» What to do:
Output all the entries word for word. Omit the pictures.

----- Data

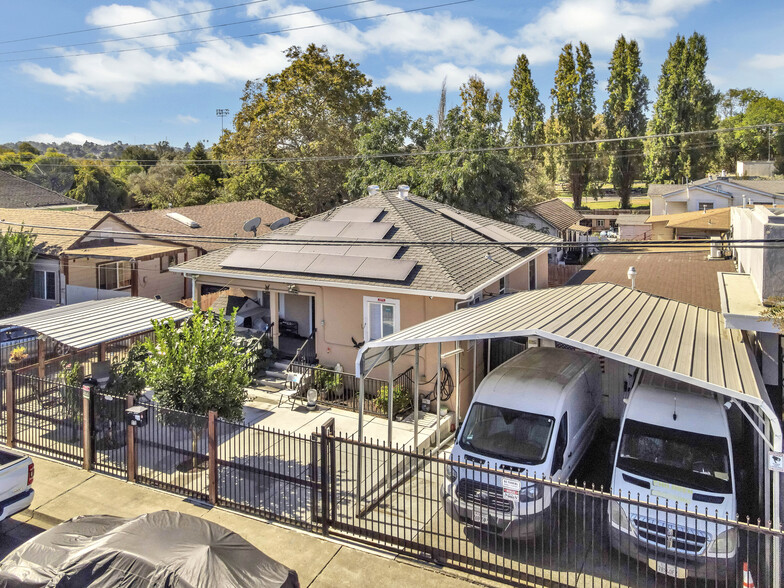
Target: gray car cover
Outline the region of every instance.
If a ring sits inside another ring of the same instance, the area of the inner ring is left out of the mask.
[[[299,588],[299,580],[233,531],[162,510],[66,521],[11,552],[0,586]]]

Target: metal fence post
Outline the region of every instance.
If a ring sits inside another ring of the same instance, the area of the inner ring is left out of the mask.
[[[327,427],[321,427],[321,534],[329,535],[329,486],[327,486]]]
[[[209,488],[210,503],[218,503],[218,413],[211,410],[207,419],[207,485]]]
[[[92,387],[82,386],[82,468],[90,471],[93,460]]]
[[[46,342],[38,337],[38,377],[46,377]]]
[[[128,394],[125,397],[125,408],[131,408],[136,404],[136,399],[133,394]],[[128,481],[136,482],[136,427],[133,425],[125,425],[126,429],[126,445],[125,449],[128,452],[125,457],[125,467],[128,470]]]
[[[8,447],[16,444],[16,389],[14,388],[14,370],[5,372],[5,443]]]

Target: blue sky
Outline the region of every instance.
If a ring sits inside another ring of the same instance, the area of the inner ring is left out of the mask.
[[[220,133],[215,109],[228,108],[233,115],[246,80],[279,71],[286,65],[287,47],[310,42],[359,62],[376,84],[386,86],[390,107],[415,116],[435,111],[445,77],[449,105],[459,101],[457,88],[472,74],[506,101],[508,80],[521,52],[531,60],[549,107],[560,47],[580,40],[594,56],[601,104],[607,61],[620,34],[642,46],[653,100],[669,43],[677,33],[695,30],[707,37],[708,72],[718,89],[751,86],[784,97],[781,0],[475,0],[336,23],[448,1],[5,2],[0,21],[0,142],[52,137],[81,142],[81,137],[89,137],[211,143]],[[113,27],[241,3],[246,5]],[[248,20],[253,22],[220,26]],[[95,27],[103,28],[18,41]],[[147,37],[131,38],[140,35]],[[82,45],[63,47],[73,44]],[[117,49],[124,51],[105,53]]]

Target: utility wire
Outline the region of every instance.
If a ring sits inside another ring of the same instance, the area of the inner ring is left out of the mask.
[[[200,41],[186,41],[181,43],[169,43],[165,45],[151,45],[147,47],[129,47],[127,49],[110,49],[106,51],[93,51],[90,53],[69,53],[67,55],[48,55],[48,56],[40,56],[40,57],[27,57],[27,58],[16,58],[16,59],[2,59],[0,63],[17,63],[20,61],[42,61],[47,59],[66,59],[66,58],[74,58],[74,57],[88,57],[90,55],[108,55],[114,53],[129,53],[133,51],[146,51],[148,49],[171,49],[174,47],[185,47],[191,45],[205,45],[207,43],[216,43],[221,41],[228,41],[228,40],[236,40],[236,39],[246,39],[249,37],[261,37],[263,35],[279,35],[281,33],[290,33],[294,31],[305,31],[311,29],[318,29],[321,27],[328,27],[340,24],[350,24],[354,22],[361,22],[367,20],[375,20],[378,18],[388,18],[390,16],[398,16],[401,14],[410,14],[413,12],[422,12],[423,10],[430,10],[433,8],[444,8],[447,6],[456,6],[458,4],[468,4],[469,2],[475,2],[476,0],[453,0],[452,2],[444,2],[441,4],[431,4],[430,6],[422,6],[420,8],[408,8],[405,10],[396,10],[393,12],[387,12],[383,14],[374,14],[369,16],[357,16],[354,18],[346,18],[343,20],[335,20],[331,22],[324,22],[319,24],[312,24],[312,25],[303,25],[299,27],[289,27],[285,29],[278,29],[275,31],[261,31],[256,33],[248,33],[246,35],[233,35],[233,36],[226,36],[226,37],[215,37],[212,39],[202,39]]]

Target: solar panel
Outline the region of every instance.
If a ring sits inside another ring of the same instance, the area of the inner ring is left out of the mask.
[[[316,260],[313,253],[286,253],[279,251],[265,261],[261,269],[270,272],[304,272]]]
[[[383,239],[392,228],[392,223],[350,222],[340,234],[339,239]]]
[[[286,245],[285,243],[265,243],[259,247],[262,251],[288,251],[290,253],[296,253],[303,248],[303,245],[297,243],[292,243],[291,245]]]
[[[349,224],[350,223],[347,221],[312,220],[302,225],[299,231],[297,231],[297,235],[311,237],[337,237],[340,232]]]
[[[329,220],[372,223],[382,212],[384,212],[384,209],[380,207],[347,206],[338,210],[329,217]]]
[[[346,255],[392,259],[398,251],[400,251],[398,245],[352,245],[348,248]]]
[[[366,259],[354,272],[354,277],[402,282],[414,266],[416,261],[407,259]]]
[[[481,233],[488,239],[493,241],[503,242],[514,242],[514,241],[521,241],[522,239],[517,235],[510,233],[502,229],[501,227],[497,227],[495,225],[487,225],[486,227],[479,227],[476,229],[477,233]],[[510,249],[514,251],[519,251],[520,249],[524,249],[524,245],[507,245]]]
[[[274,251],[262,251],[260,249],[237,249],[229,253],[220,262],[221,267],[235,267],[238,269],[261,269]]]
[[[365,259],[365,257],[319,255],[308,267],[308,273],[351,277]]]
[[[451,218],[453,221],[460,223],[463,226],[468,227],[469,229],[478,229],[481,225],[477,222],[472,221],[467,216],[463,216],[459,212],[455,212],[451,208],[439,208],[436,212],[441,213],[447,218]]]
[[[315,253],[316,255],[347,255],[348,245],[305,245],[302,253]]]

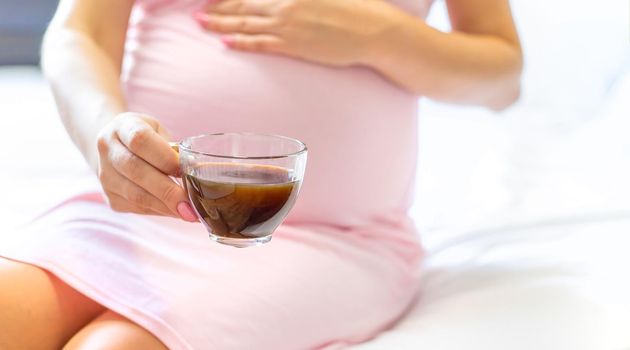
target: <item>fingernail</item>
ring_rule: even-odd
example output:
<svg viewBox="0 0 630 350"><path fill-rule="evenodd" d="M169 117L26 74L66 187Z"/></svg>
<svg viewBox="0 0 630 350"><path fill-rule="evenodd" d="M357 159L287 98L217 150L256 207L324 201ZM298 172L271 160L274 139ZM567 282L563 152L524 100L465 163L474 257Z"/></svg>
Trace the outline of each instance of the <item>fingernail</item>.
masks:
<svg viewBox="0 0 630 350"><path fill-rule="evenodd" d="M202 25L210 21L210 16L205 12L195 11L192 16L199 24Z"/></svg>
<svg viewBox="0 0 630 350"><path fill-rule="evenodd" d="M179 202L179 204L177 204L177 212L179 216L186 221L197 221L197 216L188 202Z"/></svg>
<svg viewBox="0 0 630 350"><path fill-rule="evenodd" d="M221 42L223 43L223 45L225 46L232 46L234 44L234 38L232 38L229 35L221 35L219 37L219 40L221 40Z"/></svg>

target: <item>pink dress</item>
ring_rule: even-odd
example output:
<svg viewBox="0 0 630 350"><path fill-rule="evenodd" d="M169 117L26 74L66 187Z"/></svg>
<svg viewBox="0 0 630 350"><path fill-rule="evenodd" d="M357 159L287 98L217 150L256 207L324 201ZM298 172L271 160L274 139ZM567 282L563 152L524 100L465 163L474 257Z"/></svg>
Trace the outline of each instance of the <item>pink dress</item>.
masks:
<svg viewBox="0 0 630 350"><path fill-rule="evenodd" d="M235 249L199 223L121 214L98 187L0 242L171 349L315 349L376 336L410 306L422 251L406 212L417 98L368 68L236 52L192 19L202 1L142 0L123 84L174 139L247 131L309 147L273 240ZM397 0L425 16L429 3ZM6 236L6 235L5 235Z"/></svg>

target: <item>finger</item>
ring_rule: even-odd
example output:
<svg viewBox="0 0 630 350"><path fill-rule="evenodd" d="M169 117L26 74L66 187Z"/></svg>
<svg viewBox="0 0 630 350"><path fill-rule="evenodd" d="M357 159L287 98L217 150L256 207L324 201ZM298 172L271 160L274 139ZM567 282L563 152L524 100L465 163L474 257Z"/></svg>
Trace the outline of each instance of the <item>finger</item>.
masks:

----------

» Exercise answer:
Target: gray car cover
Outline the region of every instance.
If a ring sits inside another ring of the same instance, the area of the inner ring is left out of the mask.
[[[299,588],[299,580],[233,531],[162,510],[66,521],[11,552],[0,586]]]

Target: metal fence post
Outline the region of every instance.
If a ring sits inside another ring of the same instance, the area of the inner ring is left out of the mask.
[[[327,427],[321,427],[321,534],[329,535],[329,486],[327,486]]]
[[[209,488],[210,503],[218,503],[218,413],[211,410],[207,419],[207,485]]]
[[[92,387],[82,386],[82,468],[90,471],[93,460]]]
[[[46,342],[38,337],[38,377],[46,377]]]
[[[128,394],[125,397],[125,408],[131,408],[136,404],[136,399],[133,394]],[[128,481],[136,482],[136,427],[133,425],[125,425],[126,429],[126,445],[125,449],[128,452],[125,457],[125,467],[128,470]]]
[[[8,447],[16,444],[16,389],[14,388],[14,370],[5,372],[5,443]]]

Target: blue sky
Outline the region of every instance.
If a ring sits inside another ring of the same instance, the area of the inner ring is left out of the mask.
[[[220,133],[215,109],[228,108],[233,115],[246,80],[279,71],[286,65],[287,47],[310,42],[359,62],[376,84],[386,86],[390,107],[415,116],[435,111],[445,77],[449,105],[459,101],[457,88],[472,74],[506,101],[508,80],[521,52],[531,60],[549,107],[560,47],[580,40],[594,56],[601,104],[607,61],[620,34],[642,46],[653,100],[669,43],[677,33],[695,30],[707,37],[708,72],[718,89],[751,86],[784,97],[781,0],[475,0],[336,23],[448,1],[5,2],[0,21],[0,142],[52,137],[81,142],[81,137],[89,137],[211,143]],[[113,27],[241,3],[246,5]],[[248,20],[253,22],[220,26]],[[95,27],[103,28],[18,41]],[[147,37],[131,38],[140,35]],[[82,45],[63,47],[73,44]],[[117,49],[124,51],[105,53]]]

Target: utility wire
Outline the region of every instance.
If a ring sits inside another ring of the same instance, the area of the inner ring is left out of the mask.
[[[200,41],[186,41],[181,43],[169,43],[165,45],[151,45],[147,47],[129,47],[127,49],[110,49],[106,51],[93,51],[90,53],[69,53],[67,55],[48,55],[48,56],[40,56],[40,57],[27,57],[27,58],[16,58],[16,59],[2,59],[0,63],[17,63],[20,61],[42,61],[47,59],[66,59],[66,58],[74,58],[74,57],[88,57],[90,55],[108,55],[114,53],[129,53],[133,51],[146,51],[148,49],[171,49],[174,47],[185,47],[191,45],[205,45],[207,43],[216,43],[221,41],[228,41],[228,40],[236,40],[236,39],[246,39],[249,37],[261,37],[263,35],[279,35],[281,33],[290,33],[294,31],[305,31],[311,29],[318,29],[321,27],[328,27],[340,24],[350,24],[354,22],[361,22],[367,20],[375,20],[378,18],[388,18],[390,16],[398,16],[401,14],[410,14],[413,12],[422,12],[423,10],[430,10],[433,8],[444,8],[447,6],[456,6],[458,4],[468,4],[469,2],[475,2],[476,0],[453,0],[452,2],[444,2],[441,4],[431,4],[430,6],[422,6],[420,8],[408,8],[405,10],[396,10],[393,12],[387,12],[383,14],[374,14],[369,16],[357,16],[354,18],[346,18],[343,20],[335,20],[331,22],[324,22],[319,24],[312,24],[312,25],[303,25],[299,27],[289,27],[285,29],[278,29],[275,31],[261,31],[256,33],[248,33],[246,35],[233,35],[233,36],[226,36],[226,37],[215,37],[212,39],[202,39]]]

Target: solar panel
Outline the region of every instance.
If a ring sits inside another ring of the same instance, the area of the inner ring is left out of the mask.
[[[316,260],[313,253],[286,253],[279,251],[265,261],[261,269],[270,272],[304,272]]]
[[[383,239],[392,228],[392,223],[350,222],[340,234],[339,239]]]
[[[286,245],[285,243],[265,243],[259,247],[262,251],[288,251],[290,253],[296,253],[303,248],[303,245],[297,243],[292,243],[291,245]]]
[[[349,224],[350,223],[347,221],[312,220],[302,225],[299,231],[297,231],[297,235],[311,237],[337,237],[340,232]]]
[[[329,220],[372,223],[382,212],[384,212],[384,209],[380,207],[347,206],[338,210],[329,217]]]
[[[346,255],[392,259],[398,251],[400,251],[398,245],[352,245],[348,248]]]
[[[366,259],[354,272],[354,277],[402,282],[414,266],[416,261],[407,259]]]
[[[481,233],[488,239],[493,241],[503,242],[514,242],[514,241],[521,241],[522,239],[517,235],[510,233],[502,229],[501,227],[497,227],[495,225],[487,225],[486,227],[479,227],[476,229],[477,233]],[[510,249],[514,251],[519,251],[520,249],[524,249],[524,245],[507,245]]]
[[[274,251],[262,251],[260,249],[237,249],[229,253],[220,262],[221,267],[235,267],[238,269],[261,269]]]
[[[365,259],[365,257],[319,255],[308,267],[308,273],[351,277]]]
[[[451,218],[453,221],[460,223],[463,226],[468,227],[469,229],[478,229],[481,225],[477,222],[472,221],[467,216],[463,216],[459,212],[455,212],[451,208],[439,208],[436,212],[441,213],[447,218]]]
[[[315,253],[316,255],[347,255],[348,245],[305,245],[302,253]]]

target: <item>fingernail</item>
ring_rule: even-odd
example output:
<svg viewBox="0 0 630 350"><path fill-rule="evenodd" d="M169 117L26 74L66 187Z"/></svg>
<svg viewBox="0 0 630 350"><path fill-rule="evenodd" d="M357 159L287 98L217 150L256 207L324 201ZM298 172L271 160L274 139ZM567 282L563 152L524 100L465 163L474 257Z"/></svg>
Trace the outline of each instance of the <item>fingernail</item>.
masks:
<svg viewBox="0 0 630 350"><path fill-rule="evenodd" d="M202 25L210 21L210 16L205 12L195 11L192 16L199 24Z"/></svg>
<svg viewBox="0 0 630 350"><path fill-rule="evenodd" d="M179 202L179 204L177 204L177 212L179 216L186 221L197 221L197 216L188 202Z"/></svg>
<svg viewBox="0 0 630 350"><path fill-rule="evenodd" d="M221 42L223 43L223 45L225 46L232 46L234 44L234 38L232 38L229 35L221 35L219 37L219 40L221 40Z"/></svg>

target: <item>pink dress</item>
ring_rule: even-odd
example output:
<svg viewBox="0 0 630 350"><path fill-rule="evenodd" d="M169 117L26 74L66 187Z"/></svg>
<svg viewBox="0 0 630 350"><path fill-rule="evenodd" d="M357 159L287 98L217 150L256 207L324 201ZM298 172L271 160L274 139ZM567 282L563 152L524 100L465 163L474 257Z"/></svg>
Trace the outline of each instance of the <item>pink dress</item>.
masks:
<svg viewBox="0 0 630 350"><path fill-rule="evenodd" d="M235 249L199 223L121 214L98 187L0 242L171 349L315 349L376 336L410 306L422 251L406 212L417 98L368 68L236 52L192 19L202 1L142 0L123 84L174 139L247 131L309 147L273 240ZM397 0L425 16L429 3ZM6 236L6 235L5 235Z"/></svg>

target: <item>finger</item>
ring_rule: even-odd
example output:
<svg viewBox="0 0 630 350"><path fill-rule="evenodd" d="M169 117L26 74L66 187Z"/></svg>
<svg viewBox="0 0 630 350"><path fill-rule="evenodd" d="M357 159L287 98L217 150L256 207L324 201ZM298 172L271 160L274 139ZM567 282L563 152L524 100L465 163L474 257Z"/></svg>
Trace the outline of each instance of the <item>finger</item>.
masks:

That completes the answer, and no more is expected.